START SUPPLIED RECORDS

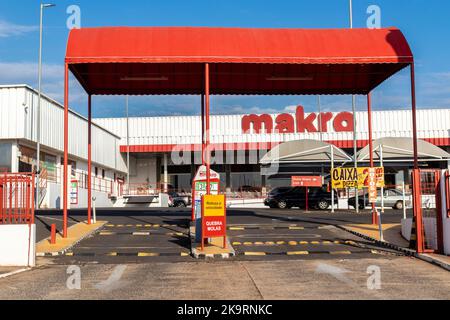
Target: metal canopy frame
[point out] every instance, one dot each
(341, 61)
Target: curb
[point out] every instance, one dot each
(12, 273)
(63, 251)
(387, 245)
(406, 251)
(432, 260)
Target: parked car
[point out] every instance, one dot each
(179, 200)
(289, 197)
(393, 198)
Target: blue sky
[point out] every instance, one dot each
(425, 24)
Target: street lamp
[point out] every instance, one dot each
(38, 134)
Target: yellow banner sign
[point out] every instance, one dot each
(214, 205)
(342, 178)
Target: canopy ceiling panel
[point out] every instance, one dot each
(169, 60)
(306, 150)
(393, 148)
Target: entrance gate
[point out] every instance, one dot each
(17, 198)
(427, 198)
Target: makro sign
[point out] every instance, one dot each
(301, 123)
(342, 178)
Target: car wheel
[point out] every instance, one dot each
(282, 204)
(323, 205)
(180, 204)
(399, 205)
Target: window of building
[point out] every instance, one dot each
(5, 157)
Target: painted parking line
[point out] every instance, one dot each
(290, 243)
(110, 225)
(141, 233)
(299, 253)
(251, 227)
(128, 254)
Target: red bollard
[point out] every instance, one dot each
(53, 234)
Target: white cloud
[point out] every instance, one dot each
(8, 29)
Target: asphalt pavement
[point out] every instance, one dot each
(161, 235)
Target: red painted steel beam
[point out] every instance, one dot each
(369, 119)
(414, 116)
(66, 148)
(208, 162)
(89, 158)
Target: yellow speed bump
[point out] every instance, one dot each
(106, 233)
(249, 253)
(297, 253)
(148, 254)
(340, 252)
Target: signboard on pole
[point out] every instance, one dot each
(74, 192)
(214, 217)
(342, 178)
(372, 185)
(198, 191)
(306, 181)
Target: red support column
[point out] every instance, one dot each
(414, 116)
(89, 158)
(66, 147)
(208, 164)
(417, 194)
(203, 129)
(369, 118)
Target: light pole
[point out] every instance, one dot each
(355, 148)
(128, 145)
(38, 133)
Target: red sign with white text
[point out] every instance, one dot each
(214, 227)
(306, 181)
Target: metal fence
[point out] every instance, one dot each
(17, 192)
(428, 214)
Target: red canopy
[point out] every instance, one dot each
(169, 60)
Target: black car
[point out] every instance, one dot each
(288, 197)
(179, 200)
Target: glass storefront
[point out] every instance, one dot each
(5, 157)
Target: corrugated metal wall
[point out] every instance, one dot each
(432, 123)
(18, 109)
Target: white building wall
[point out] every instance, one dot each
(18, 109)
(432, 123)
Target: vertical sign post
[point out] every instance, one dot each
(199, 189)
(214, 223)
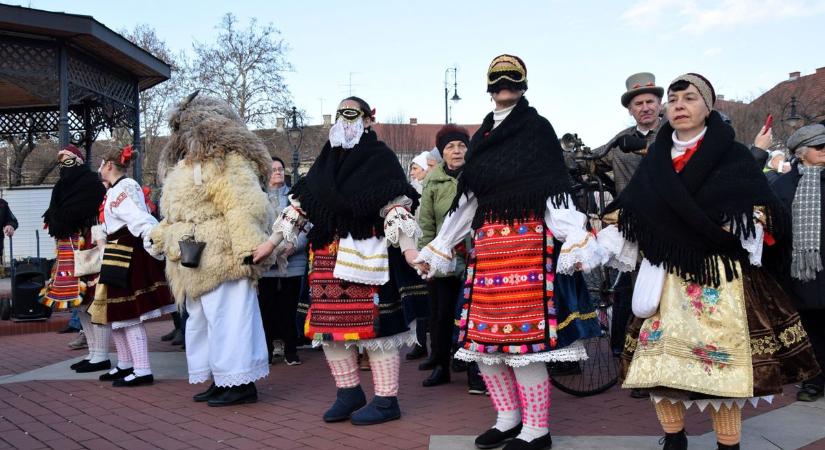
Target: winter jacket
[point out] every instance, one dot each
(810, 294)
(436, 198)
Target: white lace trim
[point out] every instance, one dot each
(406, 338)
(238, 379)
(573, 352)
(713, 403)
(433, 255)
(753, 245)
(153, 314)
(580, 247)
(400, 221)
(622, 254)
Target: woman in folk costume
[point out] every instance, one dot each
(71, 219)
(712, 328)
(358, 200)
(215, 194)
(131, 288)
(513, 195)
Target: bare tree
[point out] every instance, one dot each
(245, 67)
(156, 101)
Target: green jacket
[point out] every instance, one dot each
(436, 198)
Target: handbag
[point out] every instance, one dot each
(86, 262)
(190, 250)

END SUPPLIED RECORDS

**TASK BRIEF:** Could you recast the listing above as a Markdown table with the columns "Row" and "Text", numbering each line in order and skipping blank lines? Leave the pictures out of the answer.

**EXERCISE RESPONSE:**
| Row | Text |
|---|---|
| 1 | Target: metal canopy frame |
| 2 | [point out] every instance, one dot each |
| 3 | (341, 61) |
| 4 | Target: curb |
| 5 | [point out] every instance, one dot each |
| 6 | (12, 273) |
| 7 | (63, 251) |
| 8 | (387, 245) |
| 9 | (406, 251) |
| 10 | (432, 260) |
| 11 | Target: parked car |
| 12 | [point out] every instance, one dot each |
| 13 | (179, 200) |
| 14 | (289, 197) |
| 15 | (393, 198) |
| 16 | Target: blue sky |
| 17 | [point out] every instance, one dot each |
| 18 | (425, 24) |
| 19 | Target: street lamp |
| 20 | [point out] every instance, one dot each |
| 21 | (38, 134) |
| 22 | Target: yellow banner sign |
| 23 | [point out] every instance, one dot each |
| 24 | (214, 205) |
| 25 | (342, 178) |
| 26 | Target: canopy ceiling panel |
| 27 | [point out] every instance, one dot each |
| 28 | (169, 60) |
| 29 | (306, 150) |
| 30 | (393, 148) |
| 31 | Target: entrance gate |
| 32 | [point out] every instance, one dot each |
| 33 | (17, 198) |
| 34 | (427, 198) |
| 35 | Target: makro sign |
| 36 | [point out] every instance, one dot each |
| 37 | (301, 123) |
| 38 | (342, 178) |
| 39 | Target: car wheel |
| 40 | [point out] every instance, one dot each |
| 41 | (282, 204) |
| 42 | (323, 205) |
| 43 | (180, 204) |
| 44 | (399, 205) |
| 45 | Target: window of building |
| 46 | [point out] every instance, one dot each |
| 47 | (5, 157) |
| 48 | Target: painted parking line |
| 49 | [point out] every instance, one dot each |
| 50 | (290, 243) |
| 51 | (110, 225) |
| 52 | (141, 233) |
| 53 | (299, 253) |
| 54 | (251, 227) |
| 55 | (128, 254) |
| 56 | Target: red bollard |
| 57 | [point out] every instance, one dot each |
| 58 | (53, 234) |
| 59 | Target: white cloud |
| 60 | [point out] every instance, one dot each |
| 61 | (8, 29) |
| 62 | Target: asphalt pavement |
| 63 | [point out] every instance, one dot each |
| 64 | (161, 235) |
| 65 | Target: red painted steel beam |
| 66 | [point out] every instance, one dot each |
| 67 | (369, 119) |
| 68 | (414, 116) |
| 69 | (66, 148) |
| 70 | (208, 162) |
| 71 | (89, 158) |
| 72 | Target: yellow speed bump |
| 73 | [point out] every instance, one dot each |
| 74 | (106, 233) |
| 75 | (249, 253) |
| 76 | (297, 253) |
| 77 | (148, 254) |
| 78 | (340, 252) |
| 79 | Target: signboard on pole |
| 80 | [point out] every instance, one dot each |
| 81 | (74, 192) |
| 82 | (214, 217) |
| 83 | (342, 178) |
| 84 | (372, 185) |
| 85 | (198, 191) |
| 86 | (306, 181) |
| 87 | Target: red support column |
| 88 | [point out] every instance, one dot each |
| 89 | (414, 116) |
| 90 | (89, 158) |
| 91 | (66, 147) |
| 92 | (208, 164) |
| 93 | (417, 194) |
| 94 | (203, 129) |
| 95 | (369, 118) |
| 96 | Target: light pole |
| 97 | [point out] every instance, one dot each |
| 98 | (355, 148) |
| 99 | (128, 145) |
| 100 | (38, 133) |
| 101 | Target: red sign with white text |
| 102 | [point out] every instance, one dot each |
| 103 | (214, 227) |
| 104 | (306, 181) |
| 105 | Target: metal fence |
| 106 | [point out] every instance, one dot each |
| 107 | (17, 192) |
| 108 | (428, 214) |
| 109 | Target: red canopy |
| 110 | [point out] every instance, one dot each |
| 111 | (169, 60) |
| 112 | Target: black car |
| 113 | [point out] every instance, one dot each |
| 114 | (288, 197) |
| 115 | (179, 200) |
| 116 | Target: glass storefront |
| 117 | [point out] every instance, one dot each |
| 118 | (5, 157) |
| 119 | Target: corrugated metal wall |
| 120 | [point out] every instance, one dot each |
| 121 | (432, 123) |
| 122 | (18, 109) |
| 123 | Target: white building wall |
| 124 | [point out] every instance, one dot each |
| 125 | (18, 109) |
| 126 | (432, 123) |
| 127 | Target: vertical sign post |
| 128 | [point out] every instance, one dot each |
| 129 | (199, 189) |
| 130 | (214, 223) |
| 131 | Target: winter jacket |
| 132 | [point out] every instance, one dot each |
| 133 | (810, 294) |
| 134 | (436, 198) |
| 135 | Target: white lace trim |
| 136 | [point out] every instance, one dot each |
| 137 | (406, 338) |
| 138 | (238, 379) |
| 139 | (573, 352) |
| 140 | (713, 403) |
| 141 | (433, 255) |
| 142 | (753, 245) |
| 143 | (153, 314) |
| 144 | (580, 247) |
| 145 | (400, 221) |
| 146 | (622, 254) |
| 147 | Target: woman in folk costume |
| 148 | [point out] every instance, one dot each |
| 149 | (71, 219) |
| 150 | (712, 328) |
| 151 | (358, 200) |
| 152 | (215, 194) |
| 153 | (131, 288) |
| 154 | (513, 195) |
| 155 | Target: bare tree |
| 156 | [point out] every instance, one dot each |
| 157 | (245, 67) |
| 158 | (156, 101) |
| 159 | Target: green jacket |
| 160 | [point out] every instance, one dot each |
| 161 | (436, 198) |
| 162 | Target: handbag |
| 163 | [point out] every instance, one dot each |
| 164 | (86, 262) |
| 165 | (190, 250) |